EXERCISE DETAILS:
Look for "stage" in each line of the entries, and return the matching lines.

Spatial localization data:
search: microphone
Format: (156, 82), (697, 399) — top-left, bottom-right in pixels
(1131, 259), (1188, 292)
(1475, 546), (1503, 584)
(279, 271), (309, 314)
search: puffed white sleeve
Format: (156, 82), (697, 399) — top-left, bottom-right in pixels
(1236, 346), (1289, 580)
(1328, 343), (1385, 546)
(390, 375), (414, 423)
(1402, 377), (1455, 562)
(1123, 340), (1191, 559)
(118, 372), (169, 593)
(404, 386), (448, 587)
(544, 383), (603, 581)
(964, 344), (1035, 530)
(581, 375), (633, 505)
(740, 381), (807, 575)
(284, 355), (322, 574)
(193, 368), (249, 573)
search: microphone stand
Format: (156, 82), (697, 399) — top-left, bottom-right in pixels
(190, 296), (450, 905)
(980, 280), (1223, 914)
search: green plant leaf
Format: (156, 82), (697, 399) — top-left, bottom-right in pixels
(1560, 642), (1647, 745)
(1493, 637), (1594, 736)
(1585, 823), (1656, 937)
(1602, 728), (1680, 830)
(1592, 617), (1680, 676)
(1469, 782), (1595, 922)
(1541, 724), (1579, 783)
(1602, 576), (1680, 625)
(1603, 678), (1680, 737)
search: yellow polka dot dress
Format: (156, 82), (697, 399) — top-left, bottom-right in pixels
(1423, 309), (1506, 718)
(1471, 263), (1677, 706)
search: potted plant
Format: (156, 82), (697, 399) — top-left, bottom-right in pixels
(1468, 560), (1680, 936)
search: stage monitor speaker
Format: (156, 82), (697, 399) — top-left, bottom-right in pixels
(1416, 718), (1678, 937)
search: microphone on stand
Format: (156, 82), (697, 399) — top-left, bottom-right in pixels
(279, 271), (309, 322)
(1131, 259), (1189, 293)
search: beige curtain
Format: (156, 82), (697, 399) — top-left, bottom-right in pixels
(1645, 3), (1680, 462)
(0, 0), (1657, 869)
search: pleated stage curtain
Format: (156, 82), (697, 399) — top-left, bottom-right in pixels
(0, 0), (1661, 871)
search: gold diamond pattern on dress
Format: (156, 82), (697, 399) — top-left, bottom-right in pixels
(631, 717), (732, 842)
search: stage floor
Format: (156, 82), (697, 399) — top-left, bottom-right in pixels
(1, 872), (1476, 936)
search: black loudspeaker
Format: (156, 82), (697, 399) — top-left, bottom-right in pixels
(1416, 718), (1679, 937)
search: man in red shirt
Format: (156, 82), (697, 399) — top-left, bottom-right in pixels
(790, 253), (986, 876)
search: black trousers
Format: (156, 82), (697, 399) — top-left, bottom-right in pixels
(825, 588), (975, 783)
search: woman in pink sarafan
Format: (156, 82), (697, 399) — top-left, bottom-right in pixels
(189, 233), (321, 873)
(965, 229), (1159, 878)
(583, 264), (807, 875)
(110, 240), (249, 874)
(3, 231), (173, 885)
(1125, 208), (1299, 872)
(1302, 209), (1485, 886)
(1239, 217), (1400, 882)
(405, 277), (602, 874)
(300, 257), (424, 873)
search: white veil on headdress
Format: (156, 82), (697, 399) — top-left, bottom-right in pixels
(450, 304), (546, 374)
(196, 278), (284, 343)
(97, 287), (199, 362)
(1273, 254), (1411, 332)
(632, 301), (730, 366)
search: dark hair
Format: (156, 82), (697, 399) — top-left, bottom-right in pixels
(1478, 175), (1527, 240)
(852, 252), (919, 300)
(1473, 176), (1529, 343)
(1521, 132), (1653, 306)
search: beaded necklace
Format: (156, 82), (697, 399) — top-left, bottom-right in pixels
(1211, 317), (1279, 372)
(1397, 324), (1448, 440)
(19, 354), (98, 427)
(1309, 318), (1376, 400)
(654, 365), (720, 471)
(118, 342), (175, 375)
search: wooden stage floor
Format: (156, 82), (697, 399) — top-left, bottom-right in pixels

YOUR RESPONSE:
search: stage monitor speaker
search: pleated stage curtain
search: stage floor
search: wooden stage floor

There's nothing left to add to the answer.